HOW TO COMPLETE THIS TASK => What is needed here is every line of the records that includes "metal".

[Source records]
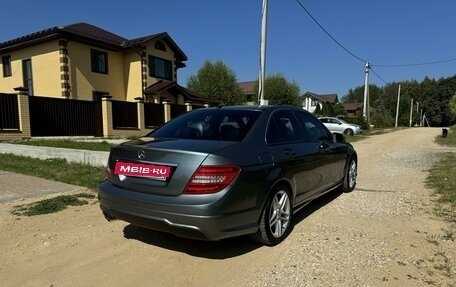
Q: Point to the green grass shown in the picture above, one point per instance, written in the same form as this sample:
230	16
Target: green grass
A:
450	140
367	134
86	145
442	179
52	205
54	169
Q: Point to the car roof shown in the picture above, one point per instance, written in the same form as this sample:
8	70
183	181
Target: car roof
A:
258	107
==
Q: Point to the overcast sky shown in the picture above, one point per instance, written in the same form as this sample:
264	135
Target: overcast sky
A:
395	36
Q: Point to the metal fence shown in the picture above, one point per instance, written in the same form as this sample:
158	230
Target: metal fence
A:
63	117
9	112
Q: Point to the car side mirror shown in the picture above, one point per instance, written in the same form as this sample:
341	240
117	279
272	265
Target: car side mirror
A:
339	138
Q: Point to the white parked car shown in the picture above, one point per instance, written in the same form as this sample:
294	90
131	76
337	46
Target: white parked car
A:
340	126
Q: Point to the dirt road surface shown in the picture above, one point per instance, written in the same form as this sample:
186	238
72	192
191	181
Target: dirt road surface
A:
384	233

EXERCISE ANSWER =>
Q: Point to the metal fence shown in the picture above, one point per instance, written in the same form as this sample:
Target: metal fence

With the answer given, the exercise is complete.